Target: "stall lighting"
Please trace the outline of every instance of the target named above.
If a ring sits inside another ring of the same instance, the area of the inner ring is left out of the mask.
* * *
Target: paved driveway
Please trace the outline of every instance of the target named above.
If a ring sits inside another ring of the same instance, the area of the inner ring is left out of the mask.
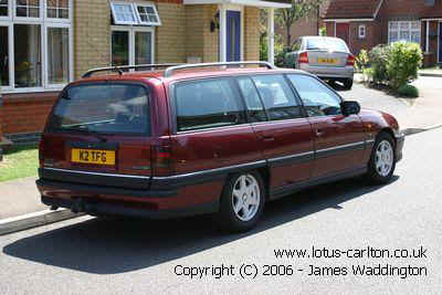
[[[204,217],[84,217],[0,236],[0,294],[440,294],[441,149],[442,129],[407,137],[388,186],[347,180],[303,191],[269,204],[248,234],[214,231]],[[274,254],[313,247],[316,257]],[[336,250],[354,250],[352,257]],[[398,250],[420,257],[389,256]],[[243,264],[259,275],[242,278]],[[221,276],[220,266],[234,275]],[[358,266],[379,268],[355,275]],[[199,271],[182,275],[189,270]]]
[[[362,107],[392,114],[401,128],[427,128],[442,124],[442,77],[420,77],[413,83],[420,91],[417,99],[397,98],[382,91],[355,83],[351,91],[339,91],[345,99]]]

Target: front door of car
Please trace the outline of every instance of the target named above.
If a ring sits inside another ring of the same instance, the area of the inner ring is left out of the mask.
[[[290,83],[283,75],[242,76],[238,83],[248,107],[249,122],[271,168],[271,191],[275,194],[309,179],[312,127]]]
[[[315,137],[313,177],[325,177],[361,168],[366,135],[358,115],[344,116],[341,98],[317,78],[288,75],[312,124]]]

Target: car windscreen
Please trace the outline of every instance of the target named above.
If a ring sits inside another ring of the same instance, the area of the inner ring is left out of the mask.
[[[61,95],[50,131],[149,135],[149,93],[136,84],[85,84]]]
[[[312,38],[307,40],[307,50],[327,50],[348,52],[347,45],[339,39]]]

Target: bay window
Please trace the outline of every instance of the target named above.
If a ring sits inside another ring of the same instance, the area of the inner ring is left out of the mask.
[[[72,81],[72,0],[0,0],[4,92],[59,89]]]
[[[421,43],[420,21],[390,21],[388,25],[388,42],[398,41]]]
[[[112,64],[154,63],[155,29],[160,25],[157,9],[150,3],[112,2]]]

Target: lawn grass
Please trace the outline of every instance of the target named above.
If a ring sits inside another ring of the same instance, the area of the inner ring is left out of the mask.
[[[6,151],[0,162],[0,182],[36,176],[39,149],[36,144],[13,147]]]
==
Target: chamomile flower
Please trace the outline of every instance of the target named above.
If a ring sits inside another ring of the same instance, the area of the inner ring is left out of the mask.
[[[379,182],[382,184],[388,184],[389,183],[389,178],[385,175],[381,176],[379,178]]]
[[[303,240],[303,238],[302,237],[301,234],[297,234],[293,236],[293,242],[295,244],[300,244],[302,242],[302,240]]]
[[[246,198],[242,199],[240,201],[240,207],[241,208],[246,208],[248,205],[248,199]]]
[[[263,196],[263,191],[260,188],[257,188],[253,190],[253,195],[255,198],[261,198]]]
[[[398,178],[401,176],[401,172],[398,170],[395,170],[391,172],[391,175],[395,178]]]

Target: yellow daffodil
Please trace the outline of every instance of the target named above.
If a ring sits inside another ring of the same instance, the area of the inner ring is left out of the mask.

-- Short task --
Format the records from the line containing "Target: front door of car" through the line containing "[[[6,151],[0,162],[0,182],[36,176],[39,149],[36,144],[13,147]]]", both included, as a JSON list of strings with one string per line and blank lines omitted.

-- Written answer --
[
  "Target: front door of car",
  "Please trace the outline of every instance of the target named above.",
  "If a ring sits inside another ring of the same instance, the area of the inner ring is left out of the mask.",
  "[[[290,83],[283,75],[242,76],[238,83],[248,107],[249,122],[271,168],[271,191],[275,194],[309,179],[312,127]]]",
  "[[[315,137],[313,177],[325,177],[361,168],[366,135],[358,115],[344,116],[341,98],[317,78],[288,75],[312,124]]]",
  "Target: car windscreen",
  "Please trace the outline of every instance of the target named above.",
  "If a ring sits inside another ring of the same instance, the area of the inner ring is left out of the mask.",
  "[[[61,95],[50,131],[149,135],[149,93],[136,84],[85,84]]]",
  "[[[312,38],[307,40],[307,50],[327,50],[348,52],[347,45],[339,39]]]",
  "Target: bay window",
  "Please trace the outline of every instance of the target named above.",
  "If a ring sits inside another ring of the same instance, the area of the inner ring is left out of the mask.",
  "[[[72,81],[72,0],[0,0],[4,92],[59,89]]]",
  "[[[421,43],[420,21],[390,21],[388,25],[388,42],[398,41]]]",
  "[[[112,64],[154,63],[155,29],[160,25],[157,9],[150,3],[112,2]]]",
  "Target: lawn grass",
  "Please trace the outline of every instance of the target named above.",
  "If a ring sits inside another ring of the same instance, the area of the inner ring is left out of the mask.",
  "[[[6,151],[0,162],[0,182],[36,176],[39,149],[36,144],[13,147]]]"
]